§ **OBJECTIVE A**:
Can you give the movie pricing discussion again, beginning at the words "Even at 9.99, netflix" and stopping after "too gready here.", but swapping "grumble" for "complain"?

If the resolution isn't complete bollocks, every iTunes Movie Store sale is a high-margin DVD coming out of their pocket.
 
If it's current movies as in the cinemas, I don't mind paying $9.99 for a view-once deal. Cinema-going is crappy anyway nowadays. If I really like the movie, I will buy the DVD, HD-DVD or Blu-Ray when it's out. And play it will my home theater.

But if it's $9.99 for pre-DVD release, forget about it. I might as well get the DVD at $19.99 - $21.99 for keeps.

I'm not sure about online movie piracy but I heard that you can buy pirated DVDs for less than four bucks in some countries.

The problem with movie studios is greed. If the studios think like a pirate, then piracy will lose out. Why? If you make stuff affordable and accessible, people will buy them. Simple logic. Then the pirates have to offer for free to beat this. Of course, pirates are greedy too.
 
I'm hoping for a rental type service. I have dozens of DVDs that I've never watched more than once. Let me rent a movie for 2 days for 5 bucks, and I'm happy.
 
It will be interesting to see how Apple implements this, as there are many aspects which I see as problem areas:

- low resolution = crappy quality = people not wanting to pay a lot
- high resolution = greater bandwidth requirements + longer d/l times
- some people will want SD, some HD
- some people will want to watch them on their video iPod, some will want to watch them on their MacBook or TV - each group will have their different requirements
- some people will want a rental service, some will not
- Hollywood apprently wants tiered pricing/higher pricing

This should be interesting...
 
Even at 9.99, netflix is a better deal. How many times do you watch the same movie? Most of the time, just once. A song I'm going to listen to a dozen times is easily worth a dollar- the experience of watching a movie is rarely worth twenty.

Of course, I've got no reason to grumble at the movie studios, as it's their loss of money, not mine. There are still great ways to get and watch movies out there, so they aren't stupidly making the media inaccessabile like the music industry has at times.
 
Greedy movie companys...

I think the movie companys are being a LOT too gready here.

You see, when they sell over iTunes, they don't have to cover costs such as the packaging, the DVD itself, shipping, etc. Apple takes the same cut out of the sales that the department/movie store would. They'll be taking a small cut at least, which will be made up by a lot more people splurging on more movies because its cheaper.

It could also come in different kinds. Example:

Choice A) HD quality/format, $9.99 (burnable)

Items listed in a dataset
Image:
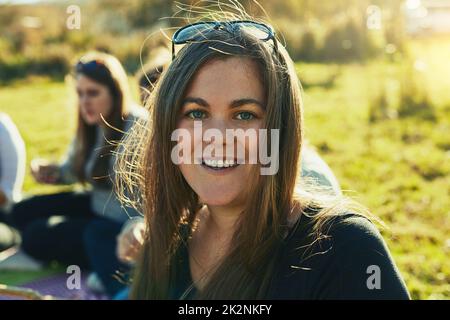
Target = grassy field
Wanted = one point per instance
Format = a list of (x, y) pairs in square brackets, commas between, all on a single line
[(398, 167)]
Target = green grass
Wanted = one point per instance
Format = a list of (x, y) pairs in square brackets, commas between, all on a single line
[(398, 168)]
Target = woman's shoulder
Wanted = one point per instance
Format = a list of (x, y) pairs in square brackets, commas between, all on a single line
[(338, 261)]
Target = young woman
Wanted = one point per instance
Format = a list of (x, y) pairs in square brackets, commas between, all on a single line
[(216, 227), (12, 172), (80, 227)]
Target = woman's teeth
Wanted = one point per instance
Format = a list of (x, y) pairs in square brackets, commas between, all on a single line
[(219, 163)]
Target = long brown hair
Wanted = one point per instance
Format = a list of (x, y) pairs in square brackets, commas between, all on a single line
[(116, 80), (170, 205)]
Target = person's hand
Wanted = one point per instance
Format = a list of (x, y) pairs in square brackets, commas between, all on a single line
[(44, 172), (2, 198), (130, 241)]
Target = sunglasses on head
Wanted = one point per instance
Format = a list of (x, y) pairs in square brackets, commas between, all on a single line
[(198, 31)]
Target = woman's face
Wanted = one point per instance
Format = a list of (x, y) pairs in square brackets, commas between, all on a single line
[(224, 94), (94, 100)]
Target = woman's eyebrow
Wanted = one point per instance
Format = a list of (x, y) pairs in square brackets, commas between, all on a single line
[(234, 104)]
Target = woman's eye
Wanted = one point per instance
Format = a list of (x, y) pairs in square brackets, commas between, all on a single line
[(196, 114), (245, 116)]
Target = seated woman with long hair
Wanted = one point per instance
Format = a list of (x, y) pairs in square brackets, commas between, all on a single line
[(218, 226), (81, 227)]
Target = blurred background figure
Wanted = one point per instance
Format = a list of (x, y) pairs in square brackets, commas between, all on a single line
[(12, 173)]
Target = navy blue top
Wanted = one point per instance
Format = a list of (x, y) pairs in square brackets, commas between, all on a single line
[(352, 262)]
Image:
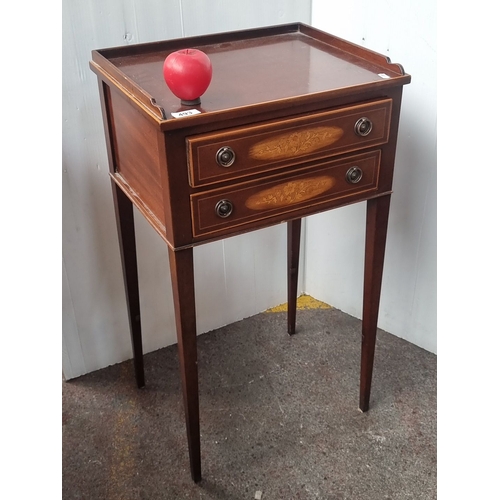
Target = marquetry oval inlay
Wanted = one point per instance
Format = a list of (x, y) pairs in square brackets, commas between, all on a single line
[(296, 143), (290, 192)]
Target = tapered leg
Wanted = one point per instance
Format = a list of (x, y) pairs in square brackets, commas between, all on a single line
[(293, 229), (181, 270), (126, 236), (377, 216)]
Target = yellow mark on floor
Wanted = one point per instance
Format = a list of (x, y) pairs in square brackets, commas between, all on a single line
[(303, 302)]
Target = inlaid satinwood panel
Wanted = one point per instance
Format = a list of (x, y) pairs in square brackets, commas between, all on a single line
[(281, 143), (314, 188)]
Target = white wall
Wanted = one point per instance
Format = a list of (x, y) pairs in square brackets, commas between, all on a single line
[(234, 279), (405, 31), (243, 275)]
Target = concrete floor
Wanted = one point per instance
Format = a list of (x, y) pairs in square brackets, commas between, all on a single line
[(279, 416)]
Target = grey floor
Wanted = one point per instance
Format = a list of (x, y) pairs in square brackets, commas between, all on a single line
[(279, 416)]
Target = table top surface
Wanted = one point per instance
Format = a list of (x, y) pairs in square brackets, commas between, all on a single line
[(253, 67)]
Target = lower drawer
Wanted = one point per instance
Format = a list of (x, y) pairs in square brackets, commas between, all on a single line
[(234, 206)]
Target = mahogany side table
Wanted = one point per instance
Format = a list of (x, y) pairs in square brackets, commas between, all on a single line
[(295, 122)]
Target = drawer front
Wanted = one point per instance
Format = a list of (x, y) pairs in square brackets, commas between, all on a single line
[(240, 152), (315, 188)]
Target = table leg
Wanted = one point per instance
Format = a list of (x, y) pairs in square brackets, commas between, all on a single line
[(126, 237), (376, 232), (182, 273), (293, 235)]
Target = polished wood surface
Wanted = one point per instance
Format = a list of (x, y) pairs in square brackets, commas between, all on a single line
[(285, 103), (283, 143)]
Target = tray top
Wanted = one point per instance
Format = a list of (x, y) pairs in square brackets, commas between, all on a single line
[(252, 67)]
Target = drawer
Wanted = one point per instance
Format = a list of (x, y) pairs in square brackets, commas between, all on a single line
[(317, 188), (240, 152)]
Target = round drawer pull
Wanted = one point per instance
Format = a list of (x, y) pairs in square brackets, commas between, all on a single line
[(363, 126), (225, 156), (224, 208), (354, 175)]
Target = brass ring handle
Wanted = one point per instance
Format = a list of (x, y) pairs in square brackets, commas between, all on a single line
[(354, 175), (363, 126), (225, 156), (224, 208)]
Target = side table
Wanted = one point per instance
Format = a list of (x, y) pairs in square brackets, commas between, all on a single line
[(295, 122)]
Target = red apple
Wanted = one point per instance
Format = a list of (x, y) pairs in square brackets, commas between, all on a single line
[(188, 74)]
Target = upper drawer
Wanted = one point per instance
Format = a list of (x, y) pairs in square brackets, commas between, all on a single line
[(243, 151)]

§ **OBJECTIVE B**:
Can you write out the records exactly, beginning at the line that has "Target = woman's shoulder" and stopping after the line that has "[(296, 143), (290, 192)]", with both of those lines included? Leave the pictures out of your answer.

§ **ANSWER A**:
Even at 9.99, netflix is a better deal. How many times do you watch the same movie? Most of the time, just once. A song I'm going to listen to a dozen times is easily worth a dollar- the experience of watching a movie is rarely worth twenty.

Of course, I've got no reason to complain at the movie studios, as it's their loss of money, not mine. There are still great ways to get and watch movies out there, so they aren't stupidly making the media inaccessabile like the music industry has at times.
 
Greedy movie companys...

I think the movie companys are being a LOT too gready here.

§ **ANSWER B**:
Target = woman's shoulder
Wanted = one point per instance
Format = a list of (x, y) pairs in square brackets, commas between, all on a single line
[(338, 261)]
Target = young woman
Wanted = one point per instance
Format = a list of (x, y) pairs in square brackets, commas between, all on a single line
[(216, 227), (12, 172), (80, 227)]
Target = woman's teeth
Wanted = one point per instance
Format = a list of (x, y) pairs in square brackets, commas between, all on a single line
[(219, 163)]
Target = long brown hair
Wanted = one point per instance
Format = a list of (x, y) pairs in square brackets, commas between, all on a single line
[(116, 80), (170, 205)]
Target = person's hand
Wanted = one point per instance
Format = a list of (x, y) pairs in square brackets, commas between, all on a single line
[(44, 172), (2, 198), (130, 241)]
Target = sunglasses on head
Wanted = one point per instance
Format = a list of (x, y) pairs in square brackets, commas between, all on a single line
[(198, 31)]
Target = woman's face
Wanted = one point per instance
Format = a list of (x, y) pairs in square brackets, commas between, all on a single line
[(224, 94), (94, 100)]
Target = woman's eyebrow
Wanted = one point per instance
Format = a list of (x, y) pairs in square brackets, commas between, all on a single line
[(234, 104)]
Target = woman's eye
Wanted = one point per instance
Format = a list of (x, y) pairs in square brackets, commas between, all on a single line
[(196, 114), (245, 116)]
Target = seated woman with long hair
Wanted = one point per instance
Format = a list of (x, y) pairs in square brackets, commas between, all on a single line
[(218, 226), (81, 227)]
Target = blurred background figure
Wanted = one point per instance
Format = a list of (x, y) pairs in square brackets, commas between, all on a single line
[(12, 173)]
Target = navy blue top
Wanted = one point per instance
Format = a list of (x, y) pairs in square brackets, commas between, all on a single line
[(352, 262)]
Image:
Target = marquetry oval inlay
Wanted = one point per instance
Format = a list of (x, y) pairs in square brackets, commas between, all on a single line
[(296, 143), (290, 192)]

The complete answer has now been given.